**Location labeling listing:**
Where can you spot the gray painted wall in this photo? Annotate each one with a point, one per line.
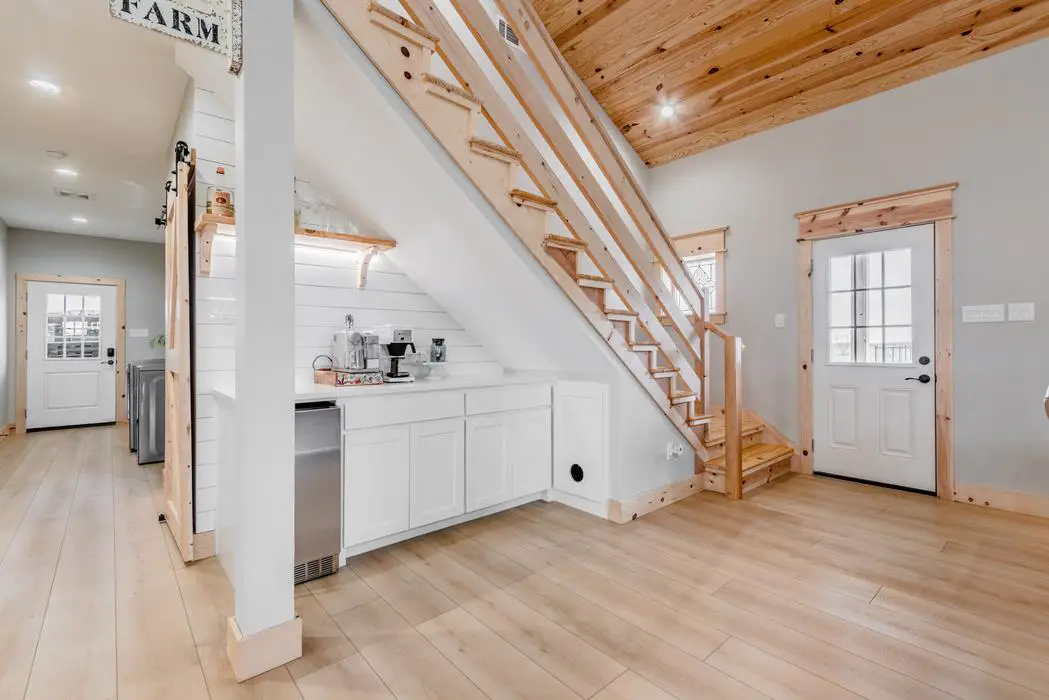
(5, 369)
(984, 126)
(140, 264)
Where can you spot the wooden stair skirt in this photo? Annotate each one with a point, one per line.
(762, 463)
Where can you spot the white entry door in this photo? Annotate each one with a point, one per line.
(71, 355)
(874, 355)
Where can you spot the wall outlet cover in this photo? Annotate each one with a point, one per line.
(984, 314)
(1022, 312)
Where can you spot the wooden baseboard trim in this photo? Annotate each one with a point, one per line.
(1013, 502)
(642, 505)
(204, 545)
(263, 651)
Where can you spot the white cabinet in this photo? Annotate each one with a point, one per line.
(581, 440)
(508, 455)
(489, 480)
(531, 450)
(376, 478)
(437, 471)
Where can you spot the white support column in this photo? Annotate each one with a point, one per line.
(264, 632)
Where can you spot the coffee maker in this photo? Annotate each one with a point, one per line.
(395, 341)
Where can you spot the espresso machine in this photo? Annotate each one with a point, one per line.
(395, 341)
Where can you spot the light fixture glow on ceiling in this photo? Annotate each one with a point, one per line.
(44, 86)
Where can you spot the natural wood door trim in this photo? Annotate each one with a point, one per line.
(934, 205)
(21, 313)
(896, 211)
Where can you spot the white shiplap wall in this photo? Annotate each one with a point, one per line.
(325, 291)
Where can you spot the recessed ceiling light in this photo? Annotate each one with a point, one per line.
(44, 86)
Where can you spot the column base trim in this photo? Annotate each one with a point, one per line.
(262, 651)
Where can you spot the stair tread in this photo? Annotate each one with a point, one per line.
(534, 198)
(715, 435)
(403, 21)
(484, 144)
(755, 457)
(451, 87)
(563, 241)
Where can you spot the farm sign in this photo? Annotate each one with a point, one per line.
(210, 28)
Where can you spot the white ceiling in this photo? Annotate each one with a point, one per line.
(114, 118)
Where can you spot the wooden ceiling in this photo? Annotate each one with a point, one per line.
(735, 67)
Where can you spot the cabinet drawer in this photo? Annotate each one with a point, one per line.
(508, 398)
(372, 411)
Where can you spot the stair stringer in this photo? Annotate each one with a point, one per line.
(405, 69)
(358, 139)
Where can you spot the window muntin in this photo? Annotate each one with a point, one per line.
(870, 309)
(73, 326)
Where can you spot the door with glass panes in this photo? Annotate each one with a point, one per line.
(874, 353)
(70, 355)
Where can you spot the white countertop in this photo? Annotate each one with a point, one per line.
(304, 393)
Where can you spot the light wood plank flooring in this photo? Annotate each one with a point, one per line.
(808, 589)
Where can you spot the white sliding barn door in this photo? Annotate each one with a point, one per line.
(874, 343)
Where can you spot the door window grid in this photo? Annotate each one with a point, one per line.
(73, 326)
(870, 309)
(704, 271)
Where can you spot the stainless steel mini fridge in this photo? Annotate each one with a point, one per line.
(318, 489)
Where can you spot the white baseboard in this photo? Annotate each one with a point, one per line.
(593, 507)
(1013, 502)
(433, 527)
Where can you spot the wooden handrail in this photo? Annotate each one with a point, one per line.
(521, 83)
(562, 82)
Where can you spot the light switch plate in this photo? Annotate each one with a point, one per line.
(1022, 312)
(985, 314)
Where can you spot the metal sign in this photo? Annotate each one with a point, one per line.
(208, 28)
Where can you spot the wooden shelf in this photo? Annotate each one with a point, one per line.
(208, 225)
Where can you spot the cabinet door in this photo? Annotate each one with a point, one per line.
(375, 484)
(488, 475)
(531, 450)
(437, 471)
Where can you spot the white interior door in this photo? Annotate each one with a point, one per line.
(71, 354)
(874, 354)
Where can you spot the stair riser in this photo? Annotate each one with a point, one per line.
(569, 260)
(714, 481)
(595, 295)
(491, 171)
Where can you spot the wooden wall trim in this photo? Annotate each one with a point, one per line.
(21, 322)
(805, 355)
(944, 359)
(912, 208)
(936, 205)
(630, 509)
(1013, 502)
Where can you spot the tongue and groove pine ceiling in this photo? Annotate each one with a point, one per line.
(735, 67)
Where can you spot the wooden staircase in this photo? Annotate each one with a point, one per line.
(663, 347)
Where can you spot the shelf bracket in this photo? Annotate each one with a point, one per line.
(362, 275)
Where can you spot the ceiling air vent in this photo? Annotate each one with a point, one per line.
(508, 34)
(69, 194)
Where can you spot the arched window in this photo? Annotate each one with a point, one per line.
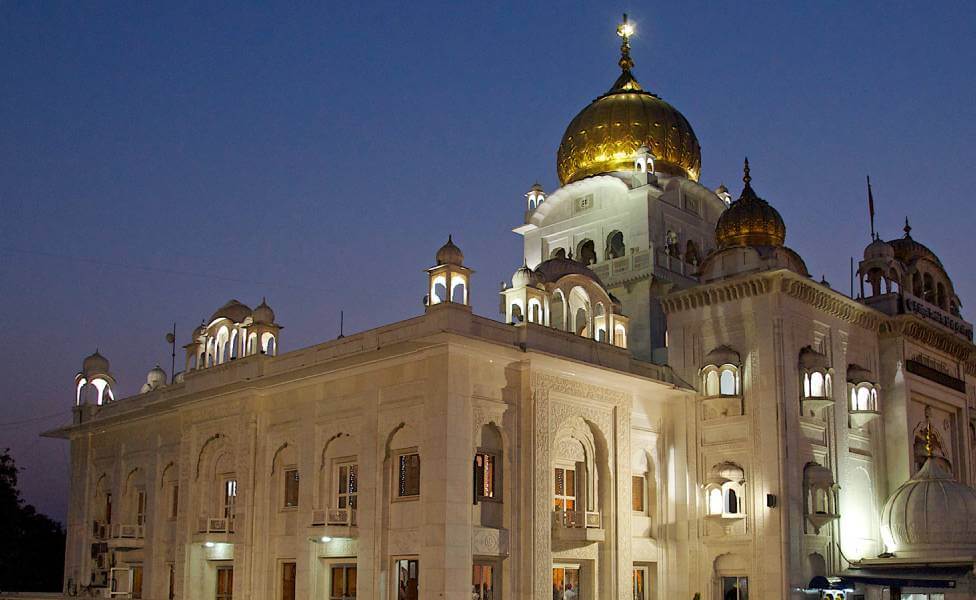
(615, 245)
(619, 335)
(516, 313)
(438, 290)
(712, 383)
(557, 310)
(721, 372)
(724, 491)
(671, 243)
(817, 389)
(535, 311)
(586, 252)
(928, 292)
(459, 292)
(727, 385)
(821, 495)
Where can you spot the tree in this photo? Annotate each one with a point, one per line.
(31, 544)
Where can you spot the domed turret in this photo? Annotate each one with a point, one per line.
(94, 383)
(554, 269)
(605, 135)
(750, 220)
(155, 379)
(94, 364)
(449, 254)
(523, 276)
(879, 249)
(931, 515)
(449, 279)
(234, 310)
(263, 313)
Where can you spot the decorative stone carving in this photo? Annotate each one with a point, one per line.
(487, 541)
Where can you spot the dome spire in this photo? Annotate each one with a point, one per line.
(626, 81)
(747, 191)
(625, 29)
(928, 433)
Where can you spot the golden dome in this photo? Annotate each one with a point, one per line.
(605, 135)
(750, 221)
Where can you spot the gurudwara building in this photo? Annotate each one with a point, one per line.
(670, 407)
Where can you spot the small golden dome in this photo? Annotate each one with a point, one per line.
(605, 135)
(750, 220)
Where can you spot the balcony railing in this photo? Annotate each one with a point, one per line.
(334, 516)
(100, 530)
(577, 519)
(625, 267)
(215, 525)
(127, 532)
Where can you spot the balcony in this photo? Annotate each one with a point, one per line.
(577, 526)
(100, 530)
(813, 405)
(126, 536)
(216, 529)
(615, 271)
(860, 418)
(335, 522)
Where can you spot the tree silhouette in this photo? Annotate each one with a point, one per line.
(31, 544)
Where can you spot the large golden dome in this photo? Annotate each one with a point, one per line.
(750, 220)
(605, 135)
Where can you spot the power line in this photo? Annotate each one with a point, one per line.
(33, 420)
(148, 269)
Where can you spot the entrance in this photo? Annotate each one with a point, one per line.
(565, 582)
(225, 583)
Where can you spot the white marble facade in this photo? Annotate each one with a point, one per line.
(670, 407)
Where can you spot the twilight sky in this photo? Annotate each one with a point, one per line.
(157, 160)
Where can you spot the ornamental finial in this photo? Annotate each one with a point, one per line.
(928, 432)
(625, 29)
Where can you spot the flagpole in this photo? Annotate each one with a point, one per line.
(871, 207)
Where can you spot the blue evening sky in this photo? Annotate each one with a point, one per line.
(159, 158)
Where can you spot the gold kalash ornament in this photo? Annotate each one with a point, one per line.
(605, 135)
(750, 220)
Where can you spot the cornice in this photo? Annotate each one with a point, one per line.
(923, 333)
(786, 282)
(715, 293)
(826, 301)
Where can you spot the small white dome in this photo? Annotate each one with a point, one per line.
(156, 377)
(95, 364)
(449, 254)
(930, 515)
(263, 313)
(878, 249)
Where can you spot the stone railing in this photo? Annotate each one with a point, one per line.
(625, 267)
(215, 525)
(334, 516)
(577, 519)
(133, 532)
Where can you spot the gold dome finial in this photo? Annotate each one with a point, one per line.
(928, 432)
(625, 29)
(750, 220)
(606, 134)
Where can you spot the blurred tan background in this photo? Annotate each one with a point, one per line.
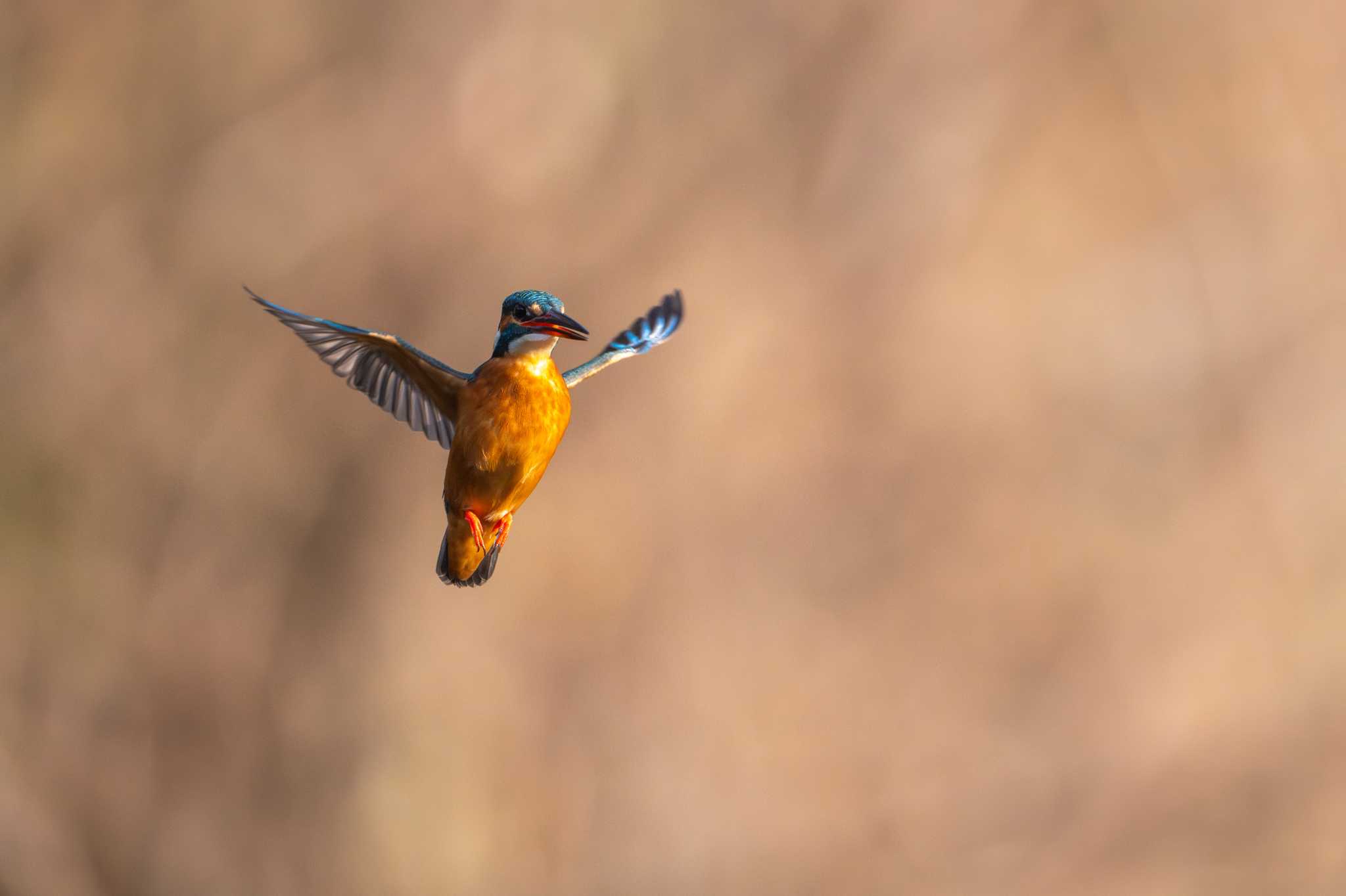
(980, 532)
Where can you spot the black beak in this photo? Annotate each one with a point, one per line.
(557, 325)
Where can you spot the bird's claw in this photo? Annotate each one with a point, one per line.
(477, 529)
(501, 529)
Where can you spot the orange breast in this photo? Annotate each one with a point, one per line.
(511, 420)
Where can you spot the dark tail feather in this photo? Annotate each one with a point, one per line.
(478, 577)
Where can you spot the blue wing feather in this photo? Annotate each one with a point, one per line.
(643, 334)
(396, 376)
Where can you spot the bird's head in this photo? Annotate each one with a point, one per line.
(532, 321)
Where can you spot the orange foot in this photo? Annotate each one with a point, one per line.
(477, 529)
(501, 529)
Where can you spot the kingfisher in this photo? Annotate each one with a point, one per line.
(499, 424)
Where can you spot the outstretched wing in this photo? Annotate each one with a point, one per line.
(642, 335)
(395, 374)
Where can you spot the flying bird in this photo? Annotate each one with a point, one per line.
(499, 424)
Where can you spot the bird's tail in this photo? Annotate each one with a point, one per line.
(459, 562)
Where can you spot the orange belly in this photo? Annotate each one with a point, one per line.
(511, 418)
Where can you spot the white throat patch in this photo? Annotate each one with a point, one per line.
(532, 344)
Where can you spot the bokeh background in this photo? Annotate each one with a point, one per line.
(980, 533)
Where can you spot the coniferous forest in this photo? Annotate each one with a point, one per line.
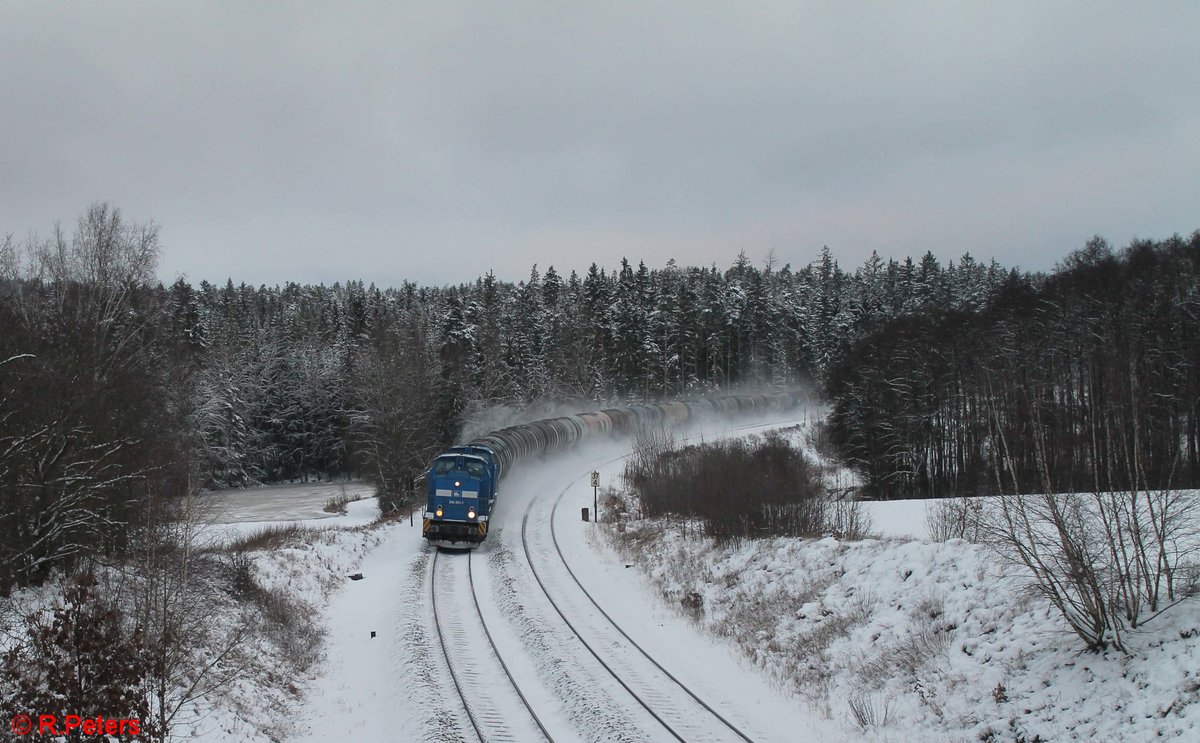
(119, 393)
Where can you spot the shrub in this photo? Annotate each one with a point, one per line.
(738, 489)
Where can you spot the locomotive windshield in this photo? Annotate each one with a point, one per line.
(474, 467)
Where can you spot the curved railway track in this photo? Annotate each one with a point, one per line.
(489, 709)
(655, 689)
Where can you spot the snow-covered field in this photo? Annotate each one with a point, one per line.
(888, 639)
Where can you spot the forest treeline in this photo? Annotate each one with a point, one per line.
(118, 393)
(1085, 381)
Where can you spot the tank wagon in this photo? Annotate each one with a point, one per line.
(462, 481)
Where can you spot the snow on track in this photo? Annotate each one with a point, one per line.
(492, 709)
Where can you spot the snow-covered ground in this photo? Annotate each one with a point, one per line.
(891, 639)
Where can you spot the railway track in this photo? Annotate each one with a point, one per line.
(489, 705)
(681, 712)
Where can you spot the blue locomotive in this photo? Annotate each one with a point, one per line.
(461, 485)
(462, 480)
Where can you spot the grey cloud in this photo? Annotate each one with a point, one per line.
(436, 141)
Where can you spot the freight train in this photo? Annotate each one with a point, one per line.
(462, 480)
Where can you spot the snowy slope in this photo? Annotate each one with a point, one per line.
(893, 639)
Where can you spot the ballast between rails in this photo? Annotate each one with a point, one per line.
(462, 483)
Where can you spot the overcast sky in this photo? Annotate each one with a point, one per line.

**Your goal:** Quote the part of the listing that starts with the line containing "Where can you spot the freight" and continues through the end of the listing, with both ends included.

**Response to the exercise:**
Where can you spot the freight train in this photo? Annotate each one with a point, one per line.
(462, 480)
Where can you spot the snowy slope in this photo? Annotate each one with a point, one per line.
(893, 639)
Where can you spot the ballast between rails in this photo? Annotate each one with a point, one per line.
(462, 483)
Where can you spot the overcast sky in this photo? Annotate each one with a point, one per line.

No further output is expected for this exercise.